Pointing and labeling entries
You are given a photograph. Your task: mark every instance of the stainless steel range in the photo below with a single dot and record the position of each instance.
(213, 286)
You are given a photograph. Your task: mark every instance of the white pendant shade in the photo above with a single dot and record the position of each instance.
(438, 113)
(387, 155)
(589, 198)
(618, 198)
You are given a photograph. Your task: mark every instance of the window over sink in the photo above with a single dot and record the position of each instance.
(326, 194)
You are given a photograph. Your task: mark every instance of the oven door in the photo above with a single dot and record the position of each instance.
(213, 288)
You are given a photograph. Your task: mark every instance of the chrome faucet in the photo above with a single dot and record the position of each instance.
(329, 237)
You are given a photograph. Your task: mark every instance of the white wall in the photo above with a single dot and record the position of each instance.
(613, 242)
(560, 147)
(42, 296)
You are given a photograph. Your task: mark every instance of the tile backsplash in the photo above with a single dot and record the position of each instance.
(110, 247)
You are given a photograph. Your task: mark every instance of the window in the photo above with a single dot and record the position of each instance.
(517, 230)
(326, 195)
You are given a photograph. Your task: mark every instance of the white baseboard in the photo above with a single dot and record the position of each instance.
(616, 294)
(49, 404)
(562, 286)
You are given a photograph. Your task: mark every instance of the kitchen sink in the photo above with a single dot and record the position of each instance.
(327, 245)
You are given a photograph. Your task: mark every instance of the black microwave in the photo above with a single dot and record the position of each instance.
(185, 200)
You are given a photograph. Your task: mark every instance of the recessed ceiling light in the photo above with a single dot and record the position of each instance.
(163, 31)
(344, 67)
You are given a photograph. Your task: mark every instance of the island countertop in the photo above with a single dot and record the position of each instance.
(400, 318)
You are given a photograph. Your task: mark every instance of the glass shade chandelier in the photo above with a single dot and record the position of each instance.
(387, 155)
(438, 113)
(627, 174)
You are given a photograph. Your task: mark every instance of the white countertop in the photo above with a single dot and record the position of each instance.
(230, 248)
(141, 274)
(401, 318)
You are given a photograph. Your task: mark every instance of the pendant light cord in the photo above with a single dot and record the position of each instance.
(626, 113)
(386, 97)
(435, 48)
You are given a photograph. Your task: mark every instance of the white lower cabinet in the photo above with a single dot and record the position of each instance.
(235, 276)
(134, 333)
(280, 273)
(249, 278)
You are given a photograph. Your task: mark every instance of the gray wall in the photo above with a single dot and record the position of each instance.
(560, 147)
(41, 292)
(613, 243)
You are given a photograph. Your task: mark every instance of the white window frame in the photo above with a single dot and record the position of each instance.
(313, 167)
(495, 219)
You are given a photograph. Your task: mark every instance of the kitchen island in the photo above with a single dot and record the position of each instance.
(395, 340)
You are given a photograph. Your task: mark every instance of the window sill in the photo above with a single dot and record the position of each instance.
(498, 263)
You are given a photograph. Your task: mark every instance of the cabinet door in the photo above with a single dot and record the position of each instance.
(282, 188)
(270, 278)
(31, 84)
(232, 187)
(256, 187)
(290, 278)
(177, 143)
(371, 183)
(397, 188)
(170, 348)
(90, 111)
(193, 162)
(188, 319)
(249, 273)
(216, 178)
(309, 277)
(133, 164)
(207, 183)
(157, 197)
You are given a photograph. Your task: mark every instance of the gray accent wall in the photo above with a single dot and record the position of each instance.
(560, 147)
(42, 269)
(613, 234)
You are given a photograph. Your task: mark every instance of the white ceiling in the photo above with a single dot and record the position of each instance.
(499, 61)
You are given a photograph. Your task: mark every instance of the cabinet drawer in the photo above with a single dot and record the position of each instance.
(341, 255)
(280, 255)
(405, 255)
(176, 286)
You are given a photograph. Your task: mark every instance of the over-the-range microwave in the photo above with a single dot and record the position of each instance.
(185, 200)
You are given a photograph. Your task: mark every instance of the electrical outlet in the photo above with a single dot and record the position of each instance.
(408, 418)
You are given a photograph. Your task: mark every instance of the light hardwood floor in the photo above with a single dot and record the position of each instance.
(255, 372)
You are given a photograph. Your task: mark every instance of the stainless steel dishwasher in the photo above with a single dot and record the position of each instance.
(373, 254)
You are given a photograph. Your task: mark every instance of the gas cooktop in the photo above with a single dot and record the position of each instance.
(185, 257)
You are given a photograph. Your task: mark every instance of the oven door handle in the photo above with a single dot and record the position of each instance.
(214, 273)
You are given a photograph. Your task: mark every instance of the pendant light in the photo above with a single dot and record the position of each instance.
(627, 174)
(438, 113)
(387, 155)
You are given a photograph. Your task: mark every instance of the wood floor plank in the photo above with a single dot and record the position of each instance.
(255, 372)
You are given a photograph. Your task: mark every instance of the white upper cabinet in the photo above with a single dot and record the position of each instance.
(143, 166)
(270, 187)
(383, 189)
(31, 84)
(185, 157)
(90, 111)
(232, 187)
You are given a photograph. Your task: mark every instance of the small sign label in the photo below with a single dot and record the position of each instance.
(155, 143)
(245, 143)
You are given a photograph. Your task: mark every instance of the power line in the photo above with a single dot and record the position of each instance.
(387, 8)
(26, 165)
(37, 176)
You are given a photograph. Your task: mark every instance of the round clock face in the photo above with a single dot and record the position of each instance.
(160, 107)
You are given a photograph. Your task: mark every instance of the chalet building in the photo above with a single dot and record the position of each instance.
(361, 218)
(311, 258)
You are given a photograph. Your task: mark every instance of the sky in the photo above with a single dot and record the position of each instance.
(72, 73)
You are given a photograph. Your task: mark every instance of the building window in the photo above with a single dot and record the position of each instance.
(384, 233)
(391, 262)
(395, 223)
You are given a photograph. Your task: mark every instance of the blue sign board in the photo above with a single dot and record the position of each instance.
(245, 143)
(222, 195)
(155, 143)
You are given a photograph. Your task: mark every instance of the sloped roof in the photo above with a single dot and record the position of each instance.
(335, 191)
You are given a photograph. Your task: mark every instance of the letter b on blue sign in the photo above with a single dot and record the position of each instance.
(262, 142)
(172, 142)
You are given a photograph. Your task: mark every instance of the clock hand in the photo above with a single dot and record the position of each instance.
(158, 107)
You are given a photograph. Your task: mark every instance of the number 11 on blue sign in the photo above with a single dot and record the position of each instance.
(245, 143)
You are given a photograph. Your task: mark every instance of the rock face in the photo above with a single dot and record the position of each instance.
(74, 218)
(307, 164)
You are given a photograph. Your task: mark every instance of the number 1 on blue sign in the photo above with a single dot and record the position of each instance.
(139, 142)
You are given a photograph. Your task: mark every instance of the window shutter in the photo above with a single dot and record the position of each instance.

PROBLEM DESCRIPTION: Output exactly the lines between the one containing "of the chalet" and the final line above, both inclusive.

FINAL ANSWER:
You are given a photograph. Your task: mark every instance of the chalet building in the photo above with a single dot and record the position of each instance.
(361, 218)
(311, 258)
You are given a photograph. Your task: mark every instance of the sky in the photo above with a single dot and record the position of each instance.
(72, 73)
You are given a photograph. Your task: mark every instance of the building window in the photo above with a single dot and record the position of each instance.
(384, 233)
(391, 262)
(395, 223)
You are given a photograph. Your task: mark every instance of the blue sign board in the photo above with a single dot and record the position of each instance.
(245, 143)
(222, 195)
(155, 143)
You are given a photograph. Your task: mark every instance of the sloped roof in the photo above with a single dot and record the position of each instance.
(335, 191)
You are given a photograph. Your task: mark every instance of the letter b on blue sign in the photo above with a single dot and record the position of each instance.
(262, 142)
(172, 142)
You are given a photograph. Your task: mark every instance of the clock hand in the photo above with a single dot and record the position of each instance.
(158, 107)
You are given a photograph. Your task: mark every instance of the number 11 on blue sign in the photo above with a single dot and record the position of each instance.
(245, 143)
You are given a photograph. Your task: mark every instance of the rock face in the photo above with a single dot and record the position of each instance.
(74, 218)
(307, 164)
You are given a photograph. Your task: mark every instance of the number 1 on blue sign in the photo above with a single dot and record the position of each instance.
(139, 142)
You are given a photograph. Your task: mark every instance of the window shutter in the photo above with a single dot and record the position of each instance.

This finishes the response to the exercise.